---------- Information given ----------
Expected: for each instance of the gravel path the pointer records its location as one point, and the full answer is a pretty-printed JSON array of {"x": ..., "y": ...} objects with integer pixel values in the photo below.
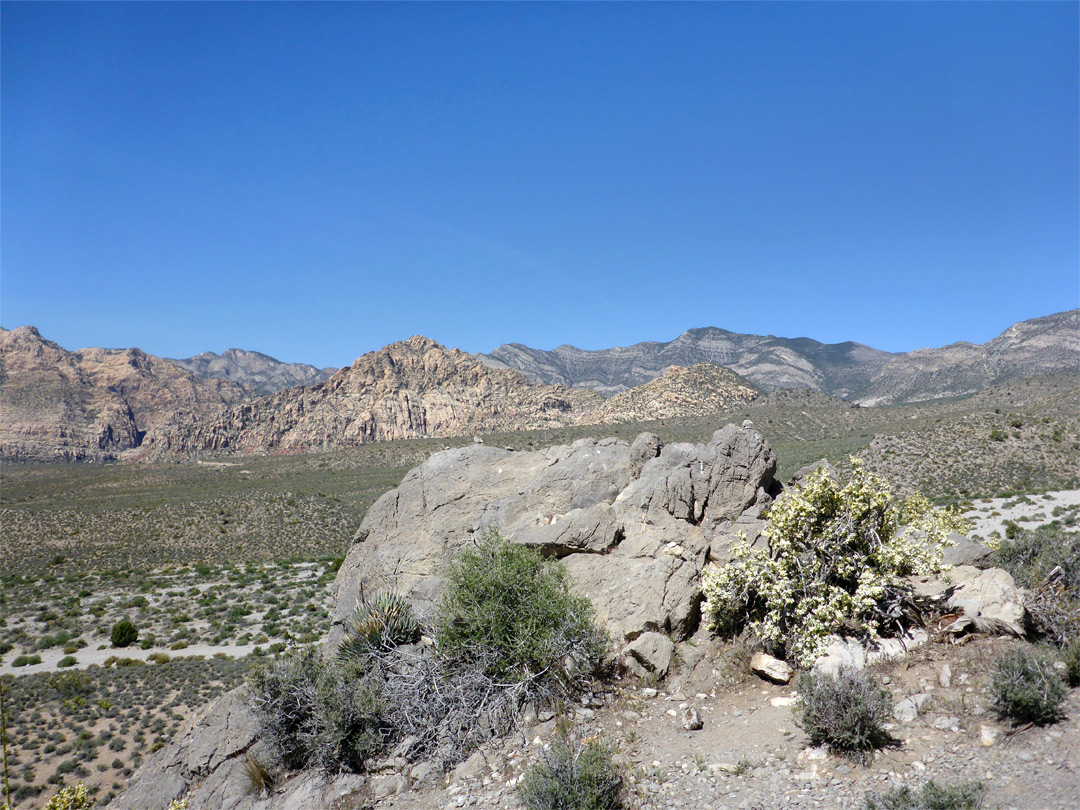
[{"x": 750, "y": 753}]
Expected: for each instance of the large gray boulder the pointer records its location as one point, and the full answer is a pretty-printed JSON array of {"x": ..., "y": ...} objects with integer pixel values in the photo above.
[{"x": 633, "y": 523}]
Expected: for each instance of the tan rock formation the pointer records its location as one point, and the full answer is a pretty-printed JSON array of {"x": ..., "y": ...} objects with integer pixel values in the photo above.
[{"x": 94, "y": 404}]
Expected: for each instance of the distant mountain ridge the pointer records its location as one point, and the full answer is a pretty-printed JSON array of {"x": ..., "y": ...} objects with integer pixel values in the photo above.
[
  {"x": 254, "y": 369},
  {"x": 417, "y": 388},
  {"x": 94, "y": 404},
  {"x": 849, "y": 370},
  {"x": 103, "y": 404}
]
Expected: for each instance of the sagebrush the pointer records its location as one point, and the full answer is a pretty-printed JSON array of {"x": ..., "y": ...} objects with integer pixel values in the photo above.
[
  {"x": 848, "y": 712},
  {"x": 1047, "y": 563},
  {"x": 836, "y": 561},
  {"x": 318, "y": 713},
  {"x": 574, "y": 774},
  {"x": 508, "y": 605},
  {"x": 931, "y": 796},
  {"x": 1025, "y": 688}
]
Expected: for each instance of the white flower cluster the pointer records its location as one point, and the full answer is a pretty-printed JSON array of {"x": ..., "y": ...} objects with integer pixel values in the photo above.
[{"x": 834, "y": 555}]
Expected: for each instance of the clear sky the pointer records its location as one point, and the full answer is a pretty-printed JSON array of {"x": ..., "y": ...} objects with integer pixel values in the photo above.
[{"x": 314, "y": 180}]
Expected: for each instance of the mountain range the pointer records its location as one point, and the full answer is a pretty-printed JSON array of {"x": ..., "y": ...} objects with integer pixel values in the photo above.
[
  {"x": 102, "y": 404},
  {"x": 849, "y": 370},
  {"x": 254, "y": 369}
]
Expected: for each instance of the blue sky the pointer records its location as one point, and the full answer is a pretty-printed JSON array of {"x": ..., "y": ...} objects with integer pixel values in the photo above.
[{"x": 314, "y": 180}]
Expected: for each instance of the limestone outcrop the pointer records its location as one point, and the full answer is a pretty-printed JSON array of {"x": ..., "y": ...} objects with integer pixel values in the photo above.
[
  {"x": 633, "y": 524},
  {"x": 94, "y": 404}
]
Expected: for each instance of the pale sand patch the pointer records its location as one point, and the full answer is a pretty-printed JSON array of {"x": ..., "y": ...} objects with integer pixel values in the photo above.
[{"x": 984, "y": 523}]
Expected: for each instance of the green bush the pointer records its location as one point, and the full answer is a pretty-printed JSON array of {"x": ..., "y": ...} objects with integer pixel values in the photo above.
[
  {"x": 509, "y": 606},
  {"x": 1071, "y": 657},
  {"x": 574, "y": 775},
  {"x": 124, "y": 633},
  {"x": 318, "y": 713},
  {"x": 1047, "y": 563},
  {"x": 1025, "y": 688},
  {"x": 848, "y": 712},
  {"x": 932, "y": 796},
  {"x": 836, "y": 561},
  {"x": 70, "y": 798}
]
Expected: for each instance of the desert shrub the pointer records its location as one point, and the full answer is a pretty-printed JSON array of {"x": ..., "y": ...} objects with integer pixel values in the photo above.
[
  {"x": 259, "y": 779},
  {"x": 510, "y": 634},
  {"x": 1047, "y": 563},
  {"x": 574, "y": 774},
  {"x": 318, "y": 713},
  {"x": 847, "y": 711},
  {"x": 931, "y": 796},
  {"x": 1025, "y": 688},
  {"x": 70, "y": 798},
  {"x": 1071, "y": 658},
  {"x": 836, "y": 562},
  {"x": 124, "y": 633},
  {"x": 513, "y": 609}
]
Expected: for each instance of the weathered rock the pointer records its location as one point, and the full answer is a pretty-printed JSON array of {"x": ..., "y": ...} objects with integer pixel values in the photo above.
[
  {"x": 202, "y": 760},
  {"x": 945, "y": 676},
  {"x": 691, "y": 719},
  {"x": 649, "y": 653},
  {"x": 645, "y": 447},
  {"x": 908, "y": 709},
  {"x": 635, "y": 548},
  {"x": 840, "y": 653},
  {"x": 990, "y": 594},
  {"x": 95, "y": 404},
  {"x": 204, "y": 764},
  {"x": 849, "y": 653},
  {"x": 771, "y": 669}
]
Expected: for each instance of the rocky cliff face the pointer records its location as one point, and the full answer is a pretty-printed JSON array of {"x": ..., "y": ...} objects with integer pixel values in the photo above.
[
  {"x": 768, "y": 362},
  {"x": 697, "y": 391},
  {"x": 254, "y": 370},
  {"x": 94, "y": 404},
  {"x": 849, "y": 370},
  {"x": 406, "y": 390},
  {"x": 634, "y": 524}
]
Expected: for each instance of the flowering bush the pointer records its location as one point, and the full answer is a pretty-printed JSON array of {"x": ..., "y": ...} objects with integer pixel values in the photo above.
[
  {"x": 70, "y": 798},
  {"x": 835, "y": 562}
]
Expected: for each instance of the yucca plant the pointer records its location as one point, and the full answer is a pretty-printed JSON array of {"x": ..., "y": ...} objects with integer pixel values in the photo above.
[{"x": 386, "y": 620}]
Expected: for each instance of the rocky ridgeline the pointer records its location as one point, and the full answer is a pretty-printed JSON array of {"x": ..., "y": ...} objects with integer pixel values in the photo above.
[
  {"x": 701, "y": 390},
  {"x": 406, "y": 390},
  {"x": 254, "y": 369},
  {"x": 634, "y": 524},
  {"x": 418, "y": 388},
  {"x": 100, "y": 404},
  {"x": 850, "y": 370},
  {"x": 94, "y": 404}
]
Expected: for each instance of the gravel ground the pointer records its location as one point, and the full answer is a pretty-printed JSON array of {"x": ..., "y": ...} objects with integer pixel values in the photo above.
[
  {"x": 989, "y": 515},
  {"x": 751, "y": 754}
]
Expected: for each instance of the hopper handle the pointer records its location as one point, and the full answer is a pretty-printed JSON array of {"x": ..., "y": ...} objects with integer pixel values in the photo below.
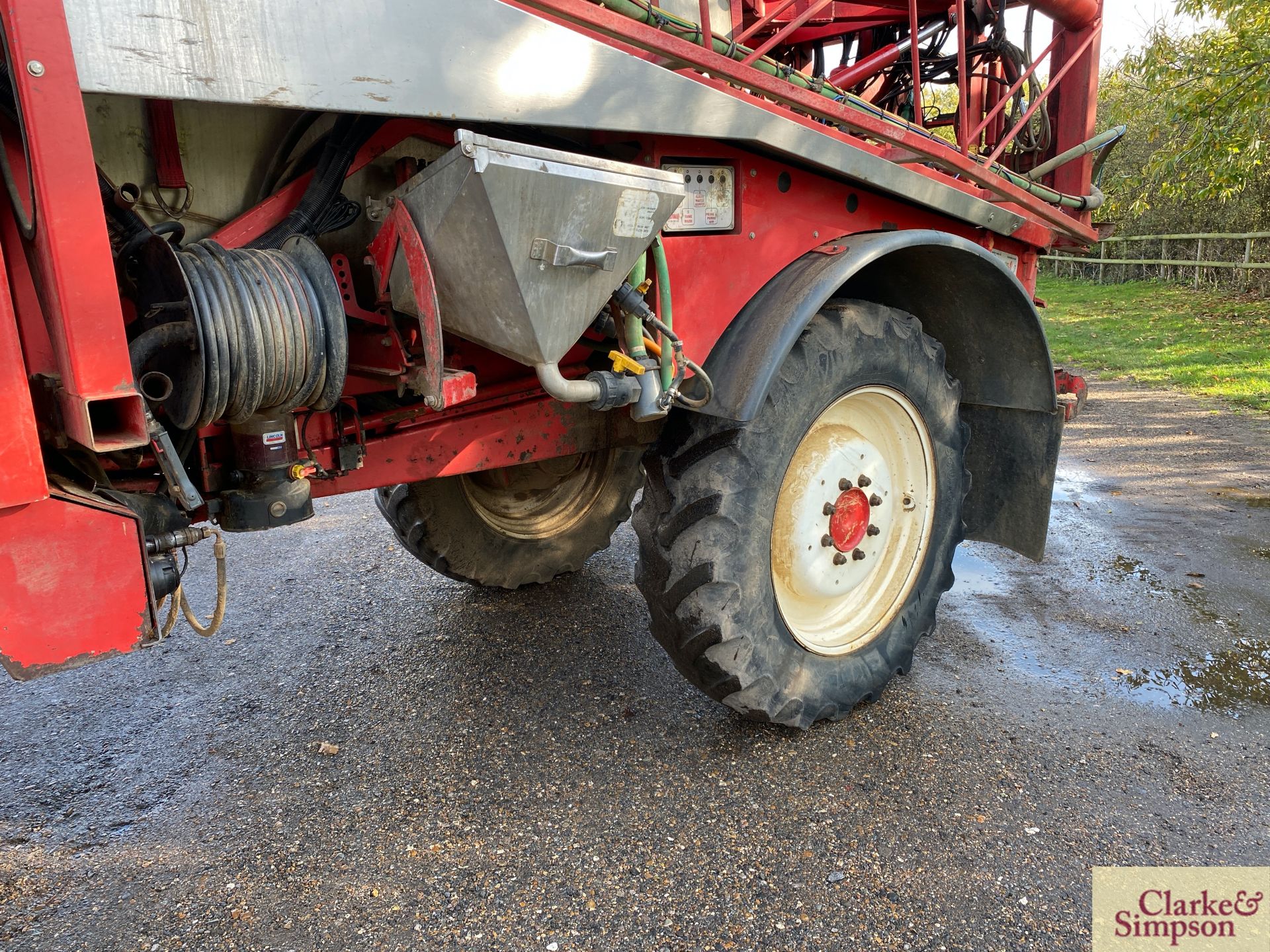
[{"x": 564, "y": 255}]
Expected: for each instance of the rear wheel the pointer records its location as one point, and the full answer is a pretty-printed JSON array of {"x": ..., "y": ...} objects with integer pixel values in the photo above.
[
  {"x": 519, "y": 524},
  {"x": 792, "y": 564}
]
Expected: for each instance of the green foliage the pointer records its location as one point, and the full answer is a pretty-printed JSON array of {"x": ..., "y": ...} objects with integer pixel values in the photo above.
[
  {"x": 1164, "y": 335},
  {"x": 1198, "y": 110}
]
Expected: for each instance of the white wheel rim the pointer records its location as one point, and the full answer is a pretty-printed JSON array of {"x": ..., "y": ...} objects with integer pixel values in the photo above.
[{"x": 840, "y": 582}]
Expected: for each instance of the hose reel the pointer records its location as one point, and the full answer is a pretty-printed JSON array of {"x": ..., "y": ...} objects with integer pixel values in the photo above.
[{"x": 247, "y": 337}]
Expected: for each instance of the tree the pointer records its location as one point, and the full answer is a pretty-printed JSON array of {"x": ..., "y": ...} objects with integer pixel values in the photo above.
[{"x": 1205, "y": 100}]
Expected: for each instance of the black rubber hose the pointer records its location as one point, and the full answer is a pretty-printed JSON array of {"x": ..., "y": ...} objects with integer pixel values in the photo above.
[
  {"x": 165, "y": 227},
  {"x": 271, "y": 329},
  {"x": 126, "y": 221},
  {"x": 270, "y": 180},
  {"x": 346, "y": 139},
  {"x": 151, "y": 342}
]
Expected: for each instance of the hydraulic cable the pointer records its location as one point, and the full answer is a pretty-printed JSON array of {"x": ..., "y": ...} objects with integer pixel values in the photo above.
[
  {"x": 309, "y": 218},
  {"x": 656, "y": 17}
]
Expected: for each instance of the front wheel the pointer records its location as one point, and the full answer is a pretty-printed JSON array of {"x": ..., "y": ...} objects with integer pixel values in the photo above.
[
  {"x": 519, "y": 524},
  {"x": 793, "y": 563}
]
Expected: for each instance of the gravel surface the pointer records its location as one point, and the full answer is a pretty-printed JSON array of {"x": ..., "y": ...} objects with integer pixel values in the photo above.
[{"x": 526, "y": 771}]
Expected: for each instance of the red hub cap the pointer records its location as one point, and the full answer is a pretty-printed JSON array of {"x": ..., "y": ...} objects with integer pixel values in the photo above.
[{"x": 850, "y": 520}]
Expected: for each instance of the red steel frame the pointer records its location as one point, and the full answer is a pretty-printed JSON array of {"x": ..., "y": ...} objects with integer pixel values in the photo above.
[
  {"x": 71, "y": 254},
  {"x": 974, "y": 179},
  {"x": 71, "y": 333}
]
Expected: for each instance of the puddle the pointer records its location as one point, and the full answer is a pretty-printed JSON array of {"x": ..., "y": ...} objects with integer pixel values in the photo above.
[
  {"x": 1124, "y": 569},
  {"x": 1234, "y": 677},
  {"x": 974, "y": 575},
  {"x": 1241, "y": 495}
]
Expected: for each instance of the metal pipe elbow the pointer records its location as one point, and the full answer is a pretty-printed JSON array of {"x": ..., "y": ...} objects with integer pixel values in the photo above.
[{"x": 571, "y": 391}]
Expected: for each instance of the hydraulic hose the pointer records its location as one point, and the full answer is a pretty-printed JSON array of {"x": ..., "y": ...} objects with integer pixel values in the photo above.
[
  {"x": 306, "y": 219},
  {"x": 143, "y": 349},
  {"x": 271, "y": 332},
  {"x": 1101, "y": 140},
  {"x": 270, "y": 180},
  {"x": 663, "y": 305},
  {"x": 179, "y": 601},
  {"x": 632, "y": 328}
]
----------
:: Objective ::
Starting at the line with "Expected: for each instance of the red hub" and running through the end of the items, write those lines out again, swapping "pointer" for "marker" and leaving everything else unchanged.

:: Exercise output ::
Expected: for each instance of the red hub cap the marker records its location as one point, and the full answer is a pretty-printed JSON array of {"x": ..., "y": ...} objects with integer pixel values in the photo above.
[{"x": 850, "y": 520}]
Expected: for each instance of the red steel frame the marker records its location as one point, and the full answer is a pretty-printed JSON array of {"x": ..., "y": ...} objects with integer pixel values in the photo above.
[
  {"x": 71, "y": 254},
  {"x": 974, "y": 179},
  {"x": 71, "y": 333}
]
Expected: for each instance of the puddle the marker records its location as one point, and the full answer is a pretty-printed JSON array of {"x": ..., "y": ...} objects with integer pixel values in the photo above.
[
  {"x": 1124, "y": 569},
  {"x": 1234, "y": 677},
  {"x": 974, "y": 575},
  {"x": 1241, "y": 495}
]
Expected: for each instance of the metal pipe elbow the marker records its location as one point, and the full answer is a pretty-printed JSON array of {"x": ..., "y": ...} objects with integer pixel values in the photo above.
[{"x": 571, "y": 391}]
Expected: for each instance of the hydraulic hose the marker records its location as one point, and the full answer is a pretty-printed JSON array of {"x": ..., "y": ...} objects with integer pixel values in the photo above.
[
  {"x": 306, "y": 219},
  {"x": 143, "y": 349},
  {"x": 271, "y": 332},
  {"x": 1101, "y": 140},
  {"x": 270, "y": 180},
  {"x": 663, "y": 305},
  {"x": 179, "y": 601},
  {"x": 632, "y": 328}
]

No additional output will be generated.